== What is expected ==
Only the lines from the one containing "In the photo above, where can the truck" through the end of the material are to be echoed, each exactly as it appears.
—————
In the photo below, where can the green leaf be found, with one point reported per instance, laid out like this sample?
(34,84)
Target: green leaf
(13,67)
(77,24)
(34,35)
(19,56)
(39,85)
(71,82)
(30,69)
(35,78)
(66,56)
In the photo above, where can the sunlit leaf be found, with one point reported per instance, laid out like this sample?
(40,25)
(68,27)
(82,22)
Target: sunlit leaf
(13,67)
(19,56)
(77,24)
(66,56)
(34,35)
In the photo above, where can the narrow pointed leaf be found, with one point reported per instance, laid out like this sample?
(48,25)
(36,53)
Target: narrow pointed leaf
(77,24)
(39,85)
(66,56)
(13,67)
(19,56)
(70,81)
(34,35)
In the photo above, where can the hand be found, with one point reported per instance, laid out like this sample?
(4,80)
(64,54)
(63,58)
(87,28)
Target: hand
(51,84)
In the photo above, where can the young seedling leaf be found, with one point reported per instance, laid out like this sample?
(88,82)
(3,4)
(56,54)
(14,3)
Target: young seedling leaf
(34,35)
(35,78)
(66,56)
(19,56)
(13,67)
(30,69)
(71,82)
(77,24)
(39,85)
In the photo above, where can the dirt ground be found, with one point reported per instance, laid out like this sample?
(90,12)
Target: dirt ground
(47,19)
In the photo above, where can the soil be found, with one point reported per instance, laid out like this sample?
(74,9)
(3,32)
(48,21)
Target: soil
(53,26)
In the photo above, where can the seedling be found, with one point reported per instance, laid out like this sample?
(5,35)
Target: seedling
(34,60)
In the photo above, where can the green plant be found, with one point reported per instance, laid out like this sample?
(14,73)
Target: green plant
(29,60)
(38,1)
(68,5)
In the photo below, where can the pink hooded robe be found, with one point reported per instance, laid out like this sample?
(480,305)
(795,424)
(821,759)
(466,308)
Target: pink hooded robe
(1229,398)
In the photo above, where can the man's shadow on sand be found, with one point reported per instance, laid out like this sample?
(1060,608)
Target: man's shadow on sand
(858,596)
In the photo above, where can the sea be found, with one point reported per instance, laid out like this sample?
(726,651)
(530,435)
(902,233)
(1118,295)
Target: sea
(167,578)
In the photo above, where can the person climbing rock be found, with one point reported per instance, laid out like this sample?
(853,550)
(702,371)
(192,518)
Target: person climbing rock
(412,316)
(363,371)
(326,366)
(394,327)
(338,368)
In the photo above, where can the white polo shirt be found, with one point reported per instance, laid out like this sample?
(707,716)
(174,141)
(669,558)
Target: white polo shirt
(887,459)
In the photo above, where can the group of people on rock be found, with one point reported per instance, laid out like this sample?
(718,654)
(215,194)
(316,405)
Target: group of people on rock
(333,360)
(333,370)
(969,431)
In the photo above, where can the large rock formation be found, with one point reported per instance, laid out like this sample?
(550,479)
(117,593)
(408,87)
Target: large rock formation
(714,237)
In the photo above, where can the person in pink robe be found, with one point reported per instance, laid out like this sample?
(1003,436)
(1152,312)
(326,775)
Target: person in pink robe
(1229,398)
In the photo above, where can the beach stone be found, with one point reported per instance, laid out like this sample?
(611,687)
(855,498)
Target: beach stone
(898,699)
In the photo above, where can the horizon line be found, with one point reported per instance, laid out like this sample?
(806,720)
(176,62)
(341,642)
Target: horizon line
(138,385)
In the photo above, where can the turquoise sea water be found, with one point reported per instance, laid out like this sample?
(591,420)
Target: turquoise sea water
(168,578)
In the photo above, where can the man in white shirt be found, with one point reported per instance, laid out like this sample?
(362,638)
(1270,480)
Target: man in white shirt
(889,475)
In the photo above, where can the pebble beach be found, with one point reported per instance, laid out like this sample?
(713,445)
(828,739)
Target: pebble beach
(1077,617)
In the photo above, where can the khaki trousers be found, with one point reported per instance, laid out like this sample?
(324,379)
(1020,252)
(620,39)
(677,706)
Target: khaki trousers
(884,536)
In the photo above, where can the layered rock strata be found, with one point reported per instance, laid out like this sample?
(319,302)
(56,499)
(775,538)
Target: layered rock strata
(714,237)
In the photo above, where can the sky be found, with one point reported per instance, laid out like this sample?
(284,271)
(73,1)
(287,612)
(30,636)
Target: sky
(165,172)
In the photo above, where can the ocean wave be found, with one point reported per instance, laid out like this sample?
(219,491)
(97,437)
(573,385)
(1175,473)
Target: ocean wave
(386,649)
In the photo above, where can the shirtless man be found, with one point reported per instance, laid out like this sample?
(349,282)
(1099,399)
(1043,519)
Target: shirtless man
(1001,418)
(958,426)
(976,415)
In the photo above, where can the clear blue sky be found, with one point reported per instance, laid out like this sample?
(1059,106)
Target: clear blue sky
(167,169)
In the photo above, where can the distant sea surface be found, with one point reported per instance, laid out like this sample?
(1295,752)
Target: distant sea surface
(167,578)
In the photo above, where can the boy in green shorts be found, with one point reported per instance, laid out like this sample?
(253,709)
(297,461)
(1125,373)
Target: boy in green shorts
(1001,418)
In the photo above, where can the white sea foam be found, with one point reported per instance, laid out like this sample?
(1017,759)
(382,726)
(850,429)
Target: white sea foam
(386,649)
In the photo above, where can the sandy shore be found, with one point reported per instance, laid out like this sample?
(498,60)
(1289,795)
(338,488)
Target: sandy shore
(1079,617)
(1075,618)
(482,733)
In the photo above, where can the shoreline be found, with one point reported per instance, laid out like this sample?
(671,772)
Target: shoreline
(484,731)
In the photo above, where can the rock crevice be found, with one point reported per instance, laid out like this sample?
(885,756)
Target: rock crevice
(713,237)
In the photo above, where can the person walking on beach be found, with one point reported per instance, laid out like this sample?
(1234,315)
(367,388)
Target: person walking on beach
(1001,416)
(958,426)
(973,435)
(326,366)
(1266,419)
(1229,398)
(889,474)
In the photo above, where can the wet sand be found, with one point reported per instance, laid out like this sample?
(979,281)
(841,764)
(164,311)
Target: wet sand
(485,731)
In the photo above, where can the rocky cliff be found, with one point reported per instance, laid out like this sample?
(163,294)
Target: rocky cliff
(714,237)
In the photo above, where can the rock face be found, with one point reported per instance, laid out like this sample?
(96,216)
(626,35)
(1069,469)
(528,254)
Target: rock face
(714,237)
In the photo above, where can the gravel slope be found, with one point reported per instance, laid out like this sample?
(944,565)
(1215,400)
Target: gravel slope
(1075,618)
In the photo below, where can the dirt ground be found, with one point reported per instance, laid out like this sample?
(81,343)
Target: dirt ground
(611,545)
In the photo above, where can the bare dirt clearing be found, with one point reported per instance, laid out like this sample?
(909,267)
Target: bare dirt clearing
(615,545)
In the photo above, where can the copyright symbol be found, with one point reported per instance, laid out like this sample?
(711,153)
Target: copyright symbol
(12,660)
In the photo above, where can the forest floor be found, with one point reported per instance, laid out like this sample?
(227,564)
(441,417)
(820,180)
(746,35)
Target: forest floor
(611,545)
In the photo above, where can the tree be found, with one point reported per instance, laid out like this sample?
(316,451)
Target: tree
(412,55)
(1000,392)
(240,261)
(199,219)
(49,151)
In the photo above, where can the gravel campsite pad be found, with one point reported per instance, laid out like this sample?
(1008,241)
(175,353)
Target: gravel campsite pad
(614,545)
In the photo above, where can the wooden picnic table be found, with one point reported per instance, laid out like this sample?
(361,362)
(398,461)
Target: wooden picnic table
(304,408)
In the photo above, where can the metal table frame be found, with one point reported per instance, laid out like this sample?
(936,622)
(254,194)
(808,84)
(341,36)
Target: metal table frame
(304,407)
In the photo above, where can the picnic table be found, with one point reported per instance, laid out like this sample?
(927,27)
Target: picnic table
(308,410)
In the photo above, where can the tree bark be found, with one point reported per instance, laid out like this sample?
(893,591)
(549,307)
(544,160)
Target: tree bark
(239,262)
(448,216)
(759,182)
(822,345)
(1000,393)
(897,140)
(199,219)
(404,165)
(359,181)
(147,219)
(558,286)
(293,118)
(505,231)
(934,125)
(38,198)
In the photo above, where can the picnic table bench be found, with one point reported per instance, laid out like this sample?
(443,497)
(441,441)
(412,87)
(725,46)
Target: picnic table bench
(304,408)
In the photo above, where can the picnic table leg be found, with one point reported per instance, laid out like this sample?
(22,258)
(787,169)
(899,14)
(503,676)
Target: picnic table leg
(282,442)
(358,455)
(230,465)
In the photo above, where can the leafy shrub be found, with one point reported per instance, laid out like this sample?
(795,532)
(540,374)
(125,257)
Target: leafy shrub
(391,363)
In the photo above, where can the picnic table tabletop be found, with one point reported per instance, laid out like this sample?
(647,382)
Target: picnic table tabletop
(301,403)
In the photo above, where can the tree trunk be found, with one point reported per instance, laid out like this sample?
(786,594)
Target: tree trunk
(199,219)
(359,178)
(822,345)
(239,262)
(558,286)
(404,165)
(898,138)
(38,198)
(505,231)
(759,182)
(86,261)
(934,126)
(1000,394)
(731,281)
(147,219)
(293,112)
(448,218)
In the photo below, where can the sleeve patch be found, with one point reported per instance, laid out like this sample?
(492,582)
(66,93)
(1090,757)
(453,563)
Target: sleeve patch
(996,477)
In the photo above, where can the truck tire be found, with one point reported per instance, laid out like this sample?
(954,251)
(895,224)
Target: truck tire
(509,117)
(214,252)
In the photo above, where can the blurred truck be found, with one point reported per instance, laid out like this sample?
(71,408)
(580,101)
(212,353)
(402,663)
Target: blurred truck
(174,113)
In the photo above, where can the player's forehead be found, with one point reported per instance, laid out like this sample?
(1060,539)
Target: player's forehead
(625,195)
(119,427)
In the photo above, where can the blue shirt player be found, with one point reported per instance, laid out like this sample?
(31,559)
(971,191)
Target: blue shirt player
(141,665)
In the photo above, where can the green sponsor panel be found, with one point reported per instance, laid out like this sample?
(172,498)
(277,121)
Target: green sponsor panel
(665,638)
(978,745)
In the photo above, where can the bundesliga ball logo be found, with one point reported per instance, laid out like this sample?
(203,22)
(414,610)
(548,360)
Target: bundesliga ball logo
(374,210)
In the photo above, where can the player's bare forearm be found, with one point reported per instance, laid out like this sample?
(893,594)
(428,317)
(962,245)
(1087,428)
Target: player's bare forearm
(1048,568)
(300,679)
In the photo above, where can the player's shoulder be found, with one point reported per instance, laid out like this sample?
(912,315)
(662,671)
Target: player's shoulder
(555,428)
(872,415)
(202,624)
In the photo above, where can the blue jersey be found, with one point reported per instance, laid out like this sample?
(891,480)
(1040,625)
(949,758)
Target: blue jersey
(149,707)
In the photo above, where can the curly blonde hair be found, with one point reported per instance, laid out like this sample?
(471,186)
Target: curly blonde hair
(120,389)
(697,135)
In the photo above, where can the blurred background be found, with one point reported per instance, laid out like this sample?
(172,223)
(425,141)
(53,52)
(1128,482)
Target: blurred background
—————
== Result of this task ==
In the photo above, where can the truck tire be found, with one point reported per instance, laid out like this sample?
(954,251)
(895,224)
Target: truck tire
(509,117)
(214,252)
In the photo above, where can the blurred truck be found, with one point reported per instance, laid out like this sample?
(71,408)
(580,101)
(212,353)
(402,663)
Target: blurred truck
(174,113)
In the photo above, where can the player's forehead be found, with one point reported per instance, laid out like this sample?
(1060,539)
Target: player's forehead
(625,195)
(119,427)
In the photo above, where can the blue shirt player be found, with one point reported per instance, laid out like this sample?
(31,559)
(971,191)
Target: blue shirt player
(141,665)
In the photo above, where can the green sponsor panel be found, with one point reported per instance, laid out like this sample?
(172,498)
(277,121)
Target: green sponsor panel
(665,638)
(978,745)
In the photo above, where can the bundesliga ball logo be found, with one point reported per instance, laid out like this sample?
(203,22)
(414,610)
(548,360)
Target: bundesliga ball logo
(374,210)
In the photo above, where can the player's bare forearm be found, with one point reported per instance, laid out like this sample?
(893,594)
(428,317)
(962,245)
(1087,428)
Target: player's bare forearm
(1048,568)
(300,679)
In the photo above, where can the player's shoulder be found, with one point reported per instance, laid out like this sample?
(912,315)
(662,671)
Target: player's shoulder
(555,428)
(872,415)
(202,624)
In the photo above, where can the blue jersey be found, with one point reported per instance, laid out like this sample?
(891,480)
(1040,625)
(949,758)
Target: blue jersey
(149,707)
In the photo above, where can the curly blonde hair be found, with one point reported per instance, laid out like this sample?
(471,186)
Target: curly blonde hair
(120,389)
(697,135)
In the photo above, where can the blurred background be found, with one point reported per instance, laid out like this sample?
(172,223)
(425,141)
(53,52)
(1128,482)
Target: blurred background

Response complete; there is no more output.